- [Text block]:
=-=-=

Notes on Patterson’s Work

His book “To Serve the President: Continuity and Innovation in the White House Staff” (Download To Serve the President Chapter 2 (PDF)) (Brookings Institute Press) is the kind of scholarship that does not get much attention in the general public, but is absolutely indispensable for research of the type we are conducting. The cost of the White House is really only a small part of the book, covered in chapter 2, but it is very detailed and well researched. Over the course of two years, Patterson interviewed over 100 men and women, most of them working in the White House.

Patterson spent nine years in various positions at the State Department, starting in 1945. From 1954-1961 he was Assistant Secretary to the Cabinet, White House. He held a number of other government positions, before a string of different positions at the White house from 1969 to 1977, including working a couple years as the assistant director for operations in the white house personnel office. He later became a fellow at the Brookings Institution and the author of 3 books about White House operations, of which To Serve the President is the latest. All in all, he was actually on the White House staff for 14 years, and has studied the staff operations for 31 years.

=-=-=

- [Required tasks]:
**1.** Answer these from the notes on Patterson's work, each on its own line:
(a) How many people did Patterson interview for his book, and over what span of time?
(b) What post did he hold from 1954 to 1961?
(c) How many years in total was he on the White House staff?
**2.** Add the next part of the notes on Patterson's work, picking up after their last sentence.

- [Data provided]:
=-=-=

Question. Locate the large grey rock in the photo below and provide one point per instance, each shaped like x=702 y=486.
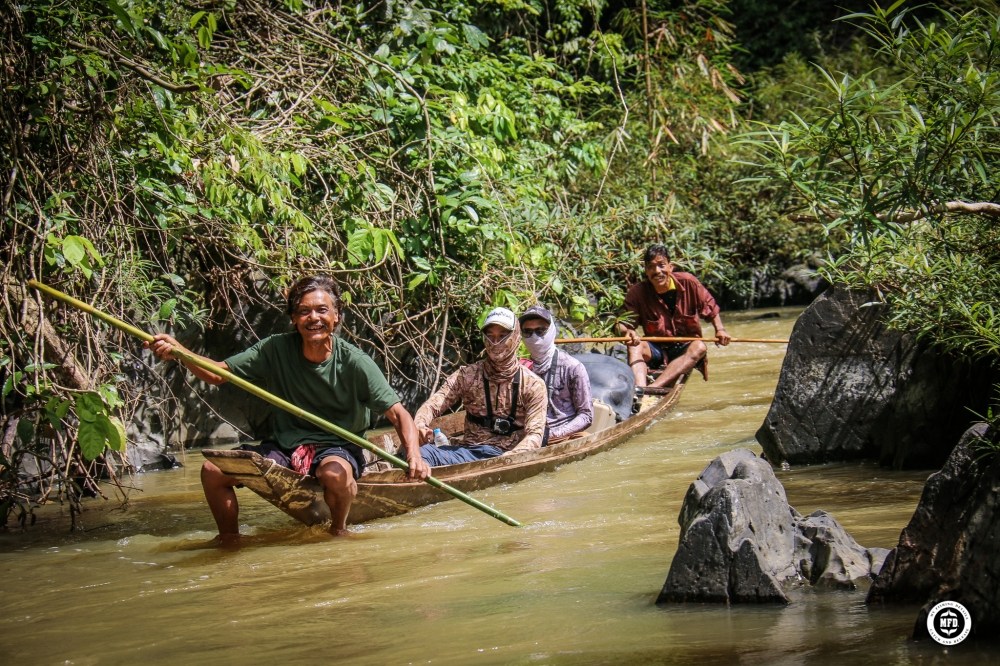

=-=-=

- [The replies]:
**1.**
(a) Over 100 men and women, over two years.
(b) Assistant Secretary to the Cabinet, White House.
(c) 14 years.

**2.**
The following are some of the most important observations that Patterson makes about the White House operations:
Introductory note: This chapter was originally entitled “The Budget of the Whole White House.” Can’t do that. There is no such thing. It doesn’t exist. There is no sheet or document or brochure, produced by any executive or legislative author, that lays out all of the expenses of running the White House.

“The Constitution includes not a word about the White House staff, and they are barely mentioned in statute. Staff members have zero legal authority in their own right, yet 100 percent of presidential authority passes through their hands. A president or a presidential candidate typically promises that he will have only a small White House staff and will rely predominantly on the cabinet officers for policy guidance. These pledges, if made, are rarely kept. A president’s next inclination is to emphasize how few staff associates he has, when in fact they are numerous. Veterans of past administrations typically look at the current staff and cluck disapprovingly: “We did it with a third of that number.” Stung by this criticism, sitting presidents try even harder to mask the size of their personal team or make a show (as did President Bill Clinton) of cutting it back by some fixed percentage. Despite vows to cut back, presidents typically do just the opposite: they add to the menu of White House staff services. (George W. Bush created the Office of Faith-Based and Community Initiatives, the Office of the USA Freedom Corps, and the White House Office of Homeland Security and Counterterrorism).”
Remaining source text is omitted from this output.